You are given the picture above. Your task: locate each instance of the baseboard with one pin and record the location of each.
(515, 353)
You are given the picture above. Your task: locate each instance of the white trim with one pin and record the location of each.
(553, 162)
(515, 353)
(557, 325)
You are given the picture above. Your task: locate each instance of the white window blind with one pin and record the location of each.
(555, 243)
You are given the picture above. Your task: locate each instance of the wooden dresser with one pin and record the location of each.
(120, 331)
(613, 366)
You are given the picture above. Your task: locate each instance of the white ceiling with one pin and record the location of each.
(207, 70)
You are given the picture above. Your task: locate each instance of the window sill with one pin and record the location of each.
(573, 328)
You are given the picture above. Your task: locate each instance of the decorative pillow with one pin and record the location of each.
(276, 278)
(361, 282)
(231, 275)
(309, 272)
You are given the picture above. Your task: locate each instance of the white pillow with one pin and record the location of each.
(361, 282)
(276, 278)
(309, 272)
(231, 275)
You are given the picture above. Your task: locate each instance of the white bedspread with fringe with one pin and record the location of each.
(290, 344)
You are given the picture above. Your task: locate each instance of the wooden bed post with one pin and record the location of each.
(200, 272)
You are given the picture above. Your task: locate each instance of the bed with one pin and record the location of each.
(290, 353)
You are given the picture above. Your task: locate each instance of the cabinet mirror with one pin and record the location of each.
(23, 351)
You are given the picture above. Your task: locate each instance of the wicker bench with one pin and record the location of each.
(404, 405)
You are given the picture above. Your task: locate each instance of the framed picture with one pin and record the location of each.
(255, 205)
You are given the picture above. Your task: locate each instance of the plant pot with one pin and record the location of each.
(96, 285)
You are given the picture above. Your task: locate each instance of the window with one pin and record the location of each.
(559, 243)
────
--- Activity ---
Return, word for word, the lines from the one containing "of the framed" through the end of the data above, both ends included, and nothing else.

--- Reply to the task ---
You are given the picture above. Your task: locate each instance of the framed picture with one pin and record the location of each.
(255, 205)
You are given the picture above. Your task: locate each instance of the plant pot with one pin and record the location of each.
(96, 285)
You are given the picture above. Your task: locate each instance of the window with one pin and record the location of each.
(559, 243)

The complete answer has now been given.